:: RECORDS FOR THE TASK ::
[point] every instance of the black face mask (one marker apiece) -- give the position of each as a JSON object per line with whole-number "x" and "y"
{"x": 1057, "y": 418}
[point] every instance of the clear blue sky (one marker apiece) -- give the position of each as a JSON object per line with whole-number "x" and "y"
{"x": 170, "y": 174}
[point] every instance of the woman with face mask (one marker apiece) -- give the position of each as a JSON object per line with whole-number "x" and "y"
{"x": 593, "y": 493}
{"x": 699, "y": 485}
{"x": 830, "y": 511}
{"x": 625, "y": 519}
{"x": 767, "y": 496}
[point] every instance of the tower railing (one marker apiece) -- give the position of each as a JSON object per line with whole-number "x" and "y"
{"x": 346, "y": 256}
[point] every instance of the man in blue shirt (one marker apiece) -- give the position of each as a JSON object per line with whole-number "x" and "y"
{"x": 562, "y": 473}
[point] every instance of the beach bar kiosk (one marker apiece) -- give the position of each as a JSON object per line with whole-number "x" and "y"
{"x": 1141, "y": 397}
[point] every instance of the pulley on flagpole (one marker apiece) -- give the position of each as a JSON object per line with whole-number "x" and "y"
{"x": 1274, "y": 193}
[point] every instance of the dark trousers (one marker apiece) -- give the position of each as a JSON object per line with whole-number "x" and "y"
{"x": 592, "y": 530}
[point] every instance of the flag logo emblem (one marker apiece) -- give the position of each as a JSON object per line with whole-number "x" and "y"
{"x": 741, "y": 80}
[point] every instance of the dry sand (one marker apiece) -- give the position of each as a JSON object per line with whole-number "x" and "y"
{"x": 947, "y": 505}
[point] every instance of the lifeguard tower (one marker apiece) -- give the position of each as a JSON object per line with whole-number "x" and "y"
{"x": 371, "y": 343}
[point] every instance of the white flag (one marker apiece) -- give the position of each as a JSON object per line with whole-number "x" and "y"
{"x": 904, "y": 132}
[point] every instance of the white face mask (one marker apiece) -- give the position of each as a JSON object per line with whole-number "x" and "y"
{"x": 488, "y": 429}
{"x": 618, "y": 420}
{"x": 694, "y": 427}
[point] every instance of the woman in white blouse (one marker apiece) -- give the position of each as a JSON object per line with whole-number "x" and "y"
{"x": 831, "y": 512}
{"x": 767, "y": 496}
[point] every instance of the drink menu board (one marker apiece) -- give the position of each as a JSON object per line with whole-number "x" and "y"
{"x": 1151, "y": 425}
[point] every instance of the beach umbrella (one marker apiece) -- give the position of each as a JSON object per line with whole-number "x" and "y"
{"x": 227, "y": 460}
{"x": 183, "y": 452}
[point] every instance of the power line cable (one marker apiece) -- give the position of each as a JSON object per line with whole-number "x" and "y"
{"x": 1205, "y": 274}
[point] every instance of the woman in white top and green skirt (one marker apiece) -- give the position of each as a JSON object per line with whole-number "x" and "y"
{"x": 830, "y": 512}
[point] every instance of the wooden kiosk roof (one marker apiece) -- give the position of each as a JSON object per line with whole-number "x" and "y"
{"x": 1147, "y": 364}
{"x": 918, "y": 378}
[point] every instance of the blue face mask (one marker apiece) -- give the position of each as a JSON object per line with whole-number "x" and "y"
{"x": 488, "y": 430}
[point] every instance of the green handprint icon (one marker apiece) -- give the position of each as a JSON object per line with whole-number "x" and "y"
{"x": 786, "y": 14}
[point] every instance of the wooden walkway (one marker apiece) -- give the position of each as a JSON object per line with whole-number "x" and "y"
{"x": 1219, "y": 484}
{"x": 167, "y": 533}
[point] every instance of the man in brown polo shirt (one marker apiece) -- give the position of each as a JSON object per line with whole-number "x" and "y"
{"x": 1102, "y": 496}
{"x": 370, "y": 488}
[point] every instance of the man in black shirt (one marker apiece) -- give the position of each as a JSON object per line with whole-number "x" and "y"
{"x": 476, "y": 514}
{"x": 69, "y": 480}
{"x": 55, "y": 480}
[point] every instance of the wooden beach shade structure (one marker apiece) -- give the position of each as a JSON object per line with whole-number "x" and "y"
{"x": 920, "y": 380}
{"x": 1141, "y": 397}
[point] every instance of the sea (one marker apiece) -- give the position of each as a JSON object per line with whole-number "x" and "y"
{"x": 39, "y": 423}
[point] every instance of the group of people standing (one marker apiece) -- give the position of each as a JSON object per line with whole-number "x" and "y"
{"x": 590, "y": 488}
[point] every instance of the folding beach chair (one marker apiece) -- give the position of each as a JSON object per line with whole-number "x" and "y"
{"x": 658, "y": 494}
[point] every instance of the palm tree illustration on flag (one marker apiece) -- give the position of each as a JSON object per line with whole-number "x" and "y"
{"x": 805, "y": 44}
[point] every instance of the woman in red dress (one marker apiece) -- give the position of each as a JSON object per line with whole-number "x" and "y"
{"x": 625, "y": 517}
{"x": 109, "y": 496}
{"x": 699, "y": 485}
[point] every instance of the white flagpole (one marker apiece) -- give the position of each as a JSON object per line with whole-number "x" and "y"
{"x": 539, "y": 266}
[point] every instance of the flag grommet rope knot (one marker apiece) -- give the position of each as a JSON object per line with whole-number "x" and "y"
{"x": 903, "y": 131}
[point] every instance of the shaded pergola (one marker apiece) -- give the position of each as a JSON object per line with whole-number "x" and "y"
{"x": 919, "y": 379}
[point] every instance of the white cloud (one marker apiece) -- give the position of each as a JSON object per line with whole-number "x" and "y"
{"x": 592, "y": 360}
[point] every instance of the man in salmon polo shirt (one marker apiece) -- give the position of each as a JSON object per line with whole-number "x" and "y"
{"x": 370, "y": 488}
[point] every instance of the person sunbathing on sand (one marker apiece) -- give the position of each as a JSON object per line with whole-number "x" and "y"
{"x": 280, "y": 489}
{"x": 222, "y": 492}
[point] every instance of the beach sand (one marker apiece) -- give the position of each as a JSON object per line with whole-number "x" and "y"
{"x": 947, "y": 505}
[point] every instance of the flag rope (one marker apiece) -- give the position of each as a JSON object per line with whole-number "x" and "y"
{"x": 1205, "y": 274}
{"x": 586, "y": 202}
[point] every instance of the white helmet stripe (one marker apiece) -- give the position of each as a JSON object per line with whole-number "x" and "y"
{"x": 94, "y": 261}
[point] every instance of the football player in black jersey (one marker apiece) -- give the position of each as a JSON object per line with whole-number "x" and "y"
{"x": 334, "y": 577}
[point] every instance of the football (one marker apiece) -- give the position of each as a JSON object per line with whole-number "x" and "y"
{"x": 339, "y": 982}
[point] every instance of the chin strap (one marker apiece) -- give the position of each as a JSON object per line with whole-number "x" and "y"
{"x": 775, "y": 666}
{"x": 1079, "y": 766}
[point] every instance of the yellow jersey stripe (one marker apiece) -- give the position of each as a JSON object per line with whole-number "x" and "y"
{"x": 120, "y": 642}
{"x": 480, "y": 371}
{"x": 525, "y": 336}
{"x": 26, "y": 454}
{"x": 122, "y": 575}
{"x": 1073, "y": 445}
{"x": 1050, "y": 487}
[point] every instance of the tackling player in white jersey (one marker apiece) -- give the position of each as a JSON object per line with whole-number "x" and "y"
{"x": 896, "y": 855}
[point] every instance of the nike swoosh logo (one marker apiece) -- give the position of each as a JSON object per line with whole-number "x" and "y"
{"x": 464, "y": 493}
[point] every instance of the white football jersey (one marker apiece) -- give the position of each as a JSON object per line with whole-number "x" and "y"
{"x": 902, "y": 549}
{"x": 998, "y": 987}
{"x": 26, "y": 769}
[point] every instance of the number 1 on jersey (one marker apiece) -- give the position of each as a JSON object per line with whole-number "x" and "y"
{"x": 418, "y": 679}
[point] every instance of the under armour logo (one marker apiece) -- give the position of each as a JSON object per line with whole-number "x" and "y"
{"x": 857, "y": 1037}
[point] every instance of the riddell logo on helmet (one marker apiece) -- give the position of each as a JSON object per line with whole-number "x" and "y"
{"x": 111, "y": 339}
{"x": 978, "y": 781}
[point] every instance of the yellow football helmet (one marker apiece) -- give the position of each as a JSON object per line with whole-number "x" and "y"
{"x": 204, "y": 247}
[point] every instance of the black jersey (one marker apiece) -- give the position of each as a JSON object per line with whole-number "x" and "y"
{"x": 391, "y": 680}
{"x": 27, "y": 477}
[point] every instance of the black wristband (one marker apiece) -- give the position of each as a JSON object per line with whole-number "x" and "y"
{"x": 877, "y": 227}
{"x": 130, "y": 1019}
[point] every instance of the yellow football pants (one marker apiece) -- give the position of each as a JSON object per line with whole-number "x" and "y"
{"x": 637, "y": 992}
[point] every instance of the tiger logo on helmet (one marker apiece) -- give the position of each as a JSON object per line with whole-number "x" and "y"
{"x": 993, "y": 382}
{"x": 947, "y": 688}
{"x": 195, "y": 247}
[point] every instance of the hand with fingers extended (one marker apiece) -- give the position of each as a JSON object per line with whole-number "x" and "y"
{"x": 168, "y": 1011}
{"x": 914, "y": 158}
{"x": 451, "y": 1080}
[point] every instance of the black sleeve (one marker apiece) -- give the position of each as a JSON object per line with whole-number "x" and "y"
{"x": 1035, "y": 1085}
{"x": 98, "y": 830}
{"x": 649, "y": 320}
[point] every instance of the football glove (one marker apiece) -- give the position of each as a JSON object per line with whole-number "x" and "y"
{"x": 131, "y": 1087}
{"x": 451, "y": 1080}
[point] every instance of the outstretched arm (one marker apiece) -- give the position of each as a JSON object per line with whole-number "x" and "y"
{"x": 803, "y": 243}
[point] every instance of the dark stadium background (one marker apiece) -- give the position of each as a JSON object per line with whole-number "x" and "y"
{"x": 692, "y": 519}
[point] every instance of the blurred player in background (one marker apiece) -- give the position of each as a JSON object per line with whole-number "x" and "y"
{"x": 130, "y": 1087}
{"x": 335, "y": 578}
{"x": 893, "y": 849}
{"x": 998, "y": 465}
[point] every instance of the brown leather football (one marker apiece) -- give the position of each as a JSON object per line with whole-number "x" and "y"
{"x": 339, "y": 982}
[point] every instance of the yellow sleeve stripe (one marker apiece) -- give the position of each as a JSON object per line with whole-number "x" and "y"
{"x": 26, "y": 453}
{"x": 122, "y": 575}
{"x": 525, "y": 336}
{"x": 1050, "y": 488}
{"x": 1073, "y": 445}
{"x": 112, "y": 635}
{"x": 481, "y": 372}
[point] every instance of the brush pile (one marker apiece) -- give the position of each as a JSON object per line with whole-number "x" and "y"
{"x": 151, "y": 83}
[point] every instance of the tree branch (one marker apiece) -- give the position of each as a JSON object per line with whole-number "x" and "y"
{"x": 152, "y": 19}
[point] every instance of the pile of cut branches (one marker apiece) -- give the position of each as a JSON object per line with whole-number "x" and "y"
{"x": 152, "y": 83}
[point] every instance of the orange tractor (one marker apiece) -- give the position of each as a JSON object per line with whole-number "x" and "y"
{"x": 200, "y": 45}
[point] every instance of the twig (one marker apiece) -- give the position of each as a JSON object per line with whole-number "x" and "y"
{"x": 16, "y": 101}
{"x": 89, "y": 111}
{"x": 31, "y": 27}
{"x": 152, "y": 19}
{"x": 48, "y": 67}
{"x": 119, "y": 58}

:: WORK TO COMPLETE ::
In the records above, retype exactly the lines from the one with "[point] every instance of the pile" through the last one.

:: RESULT OF THIS EXERCISE ::
[point] every instance of the pile of cut branches (one marker apiece) -- give the position of each as a JSON object per line with whole-number "x" and "y"
{"x": 152, "y": 83}
[point] every instance of the orange tractor (one marker apiece) -- give the position of each as a JSON object per line with whole-number "x" and "y"
{"x": 200, "y": 45}
[point] every instance of the twig (one marker apiece) -- give the position of each as a JSON object per line with whole-number "x" and "y"
{"x": 16, "y": 101}
{"x": 89, "y": 111}
{"x": 31, "y": 27}
{"x": 152, "y": 19}
{"x": 48, "y": 67}
{"x": 119, "y": 58}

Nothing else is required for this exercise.